*QUESITO PROPOSTO 1:*
Estragga dall'elenco sottostante ogni riga che contiene la stringa "trunk", tenendo conto della distinzione tra maiuscole e minuscole.

*BRANO DI RIFERIMENTO:*
___

Secondo le parole di Immanuel Kant, nei Prolegomena, la libertà è «la facoltà di iniziare da sé (spontaneamente) la serie dei propri effetti». Una spontaneità pura che si oppone per definizione a ogni forma di passività e quindi, anzitutto, all’influsso delle passioni, delle emozioni o in generale all’impero dei sensi. Secondo quanto lo stesso Kant nella Critica della ragion pura afferma: «La libertà in senso pratico è l’indipendenza dell’arbitrio dalla costrizione degli stimoli sensibili».
Tuttavia la libertà non può consistere nella pura e semplice spontaneità privata di ogni costrizione esterna, perché rischierebbe in tal modo di esaurirsi nella pura e semplice «indipendenza». Essa sarebbe così una pura forma, una pura capacità di, un puro potere, che si risolverebbe però in una vuota volontà di potenza, semplicemente slegata da ogni condizionamento negativo. Ma così, la libertà di ricadrebbe in una forma dissimulata di libertà da.
Una tale deriva «formalista» della libertà inizia a vacillare, però, non appena si ponga la realtà della libertà nella sua concreta situazione esistenziale: l’umana finitezza. Se infatti è vero che la radice della libertà per essere tale deve rimanere indipendente da ogni condizionamento, è pur sempre vero che noi facciamo costantemente esperienza della sconcertante complessità e molteplicità del nostro mondo interiore.

___

Voci archiviate:
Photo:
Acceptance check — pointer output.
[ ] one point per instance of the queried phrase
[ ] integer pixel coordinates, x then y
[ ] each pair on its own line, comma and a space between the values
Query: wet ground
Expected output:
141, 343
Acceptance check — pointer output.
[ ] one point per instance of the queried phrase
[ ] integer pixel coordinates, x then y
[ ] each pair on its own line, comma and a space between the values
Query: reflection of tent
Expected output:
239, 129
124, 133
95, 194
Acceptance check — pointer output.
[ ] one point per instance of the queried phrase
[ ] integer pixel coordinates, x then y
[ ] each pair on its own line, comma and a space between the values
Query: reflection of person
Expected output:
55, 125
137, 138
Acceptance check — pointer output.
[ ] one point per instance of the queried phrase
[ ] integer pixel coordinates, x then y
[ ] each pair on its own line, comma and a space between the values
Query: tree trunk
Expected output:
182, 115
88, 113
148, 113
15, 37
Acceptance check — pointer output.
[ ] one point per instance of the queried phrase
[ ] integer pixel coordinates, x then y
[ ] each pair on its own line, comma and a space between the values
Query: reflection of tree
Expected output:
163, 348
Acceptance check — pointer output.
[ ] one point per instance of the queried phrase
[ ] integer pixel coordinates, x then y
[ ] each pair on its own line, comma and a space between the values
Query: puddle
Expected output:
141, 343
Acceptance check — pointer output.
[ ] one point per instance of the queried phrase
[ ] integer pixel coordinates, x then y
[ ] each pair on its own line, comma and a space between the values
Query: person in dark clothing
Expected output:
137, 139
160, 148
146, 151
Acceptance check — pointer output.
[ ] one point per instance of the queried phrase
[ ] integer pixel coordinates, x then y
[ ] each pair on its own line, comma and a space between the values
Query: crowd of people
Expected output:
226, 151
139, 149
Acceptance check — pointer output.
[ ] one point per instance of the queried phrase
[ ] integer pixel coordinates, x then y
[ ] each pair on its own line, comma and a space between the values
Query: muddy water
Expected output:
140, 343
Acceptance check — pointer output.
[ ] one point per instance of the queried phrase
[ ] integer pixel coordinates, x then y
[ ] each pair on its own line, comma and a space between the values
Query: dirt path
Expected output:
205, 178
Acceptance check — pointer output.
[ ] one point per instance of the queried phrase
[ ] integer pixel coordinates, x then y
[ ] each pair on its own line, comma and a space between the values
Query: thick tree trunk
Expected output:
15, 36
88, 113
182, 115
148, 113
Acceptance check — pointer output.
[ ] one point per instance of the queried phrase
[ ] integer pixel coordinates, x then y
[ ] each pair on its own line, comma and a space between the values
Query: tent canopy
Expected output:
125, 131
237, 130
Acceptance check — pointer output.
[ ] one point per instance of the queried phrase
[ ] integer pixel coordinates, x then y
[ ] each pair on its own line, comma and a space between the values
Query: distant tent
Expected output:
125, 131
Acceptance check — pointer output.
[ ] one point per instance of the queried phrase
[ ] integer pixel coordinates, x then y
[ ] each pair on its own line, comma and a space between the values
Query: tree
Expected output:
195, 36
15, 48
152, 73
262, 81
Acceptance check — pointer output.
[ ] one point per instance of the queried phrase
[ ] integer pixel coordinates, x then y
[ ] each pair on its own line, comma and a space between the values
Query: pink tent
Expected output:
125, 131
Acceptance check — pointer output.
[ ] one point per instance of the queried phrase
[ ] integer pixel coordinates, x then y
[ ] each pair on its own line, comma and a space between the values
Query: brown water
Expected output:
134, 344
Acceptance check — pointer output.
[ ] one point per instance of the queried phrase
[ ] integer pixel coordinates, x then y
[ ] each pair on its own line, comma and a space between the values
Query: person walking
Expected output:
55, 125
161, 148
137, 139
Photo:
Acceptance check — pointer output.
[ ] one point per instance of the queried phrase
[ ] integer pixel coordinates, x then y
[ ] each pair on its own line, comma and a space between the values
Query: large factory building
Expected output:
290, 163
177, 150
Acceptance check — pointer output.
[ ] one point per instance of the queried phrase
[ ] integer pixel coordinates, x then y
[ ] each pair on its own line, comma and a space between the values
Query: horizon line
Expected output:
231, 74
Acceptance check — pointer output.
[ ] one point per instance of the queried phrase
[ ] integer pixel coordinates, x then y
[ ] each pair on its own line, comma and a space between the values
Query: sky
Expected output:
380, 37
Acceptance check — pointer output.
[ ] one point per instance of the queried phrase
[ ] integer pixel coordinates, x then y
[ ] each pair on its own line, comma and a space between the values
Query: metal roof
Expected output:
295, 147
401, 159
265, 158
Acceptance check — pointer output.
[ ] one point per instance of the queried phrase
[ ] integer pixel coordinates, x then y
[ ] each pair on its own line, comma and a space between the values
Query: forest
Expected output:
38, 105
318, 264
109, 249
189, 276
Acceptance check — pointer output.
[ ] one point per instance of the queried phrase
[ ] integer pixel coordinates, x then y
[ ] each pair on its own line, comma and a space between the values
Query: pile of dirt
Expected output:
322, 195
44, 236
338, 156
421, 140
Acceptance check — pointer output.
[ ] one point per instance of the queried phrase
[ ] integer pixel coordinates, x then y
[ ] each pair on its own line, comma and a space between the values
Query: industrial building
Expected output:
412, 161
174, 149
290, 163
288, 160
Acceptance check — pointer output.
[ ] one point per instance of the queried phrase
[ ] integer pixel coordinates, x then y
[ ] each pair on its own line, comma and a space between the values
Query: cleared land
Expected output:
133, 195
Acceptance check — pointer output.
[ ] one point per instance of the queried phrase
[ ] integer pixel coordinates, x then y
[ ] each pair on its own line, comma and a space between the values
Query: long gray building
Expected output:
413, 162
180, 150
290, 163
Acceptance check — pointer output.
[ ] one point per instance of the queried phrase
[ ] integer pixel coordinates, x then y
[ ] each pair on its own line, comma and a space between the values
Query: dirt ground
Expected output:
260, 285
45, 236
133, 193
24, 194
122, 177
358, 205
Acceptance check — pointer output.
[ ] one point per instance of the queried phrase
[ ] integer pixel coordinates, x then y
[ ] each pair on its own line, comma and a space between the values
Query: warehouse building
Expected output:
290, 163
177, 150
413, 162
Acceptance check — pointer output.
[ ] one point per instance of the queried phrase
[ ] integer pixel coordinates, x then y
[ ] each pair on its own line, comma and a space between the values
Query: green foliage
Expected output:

___

*QUESITO PROPOSTO 2:*
Per ciascuna delle affermazioni seguenti indichi se concorda con il brano sulla libertà, rispondendo sì o no e citando testualmente le parole del brano che lo stabiliscono.
(a) Nei Prolegomena Kant definisce la libertà come la facoltà di iniziare da sé la serie dei propri effetti.
(b) Il brano sostiene che la libertà consiste nella pura e semplice spontaneità privata di ogni costrizione esterna.
(c) La frase sull'indipendenza dell'arbitrio dalla costrizione degli stimoli sensibili è tratta dai Prolegomena.

*RISPOSTA SVOLTA 1:*
Query: tree trunk
Query: thick tree trunk

*RISPOSTA SVOLTA 2:*
(a) Sì: «la facoltà di iniziare da sé (spontaneamente) la serie dei propri effetti».
(b) No: «la libertà non può consistere nella pura e semplice spontaneità privata di ogni costrizione esterna».
(c) No: «Secondo quanto lo stesso Kant nella Critica della ragion pura afferma».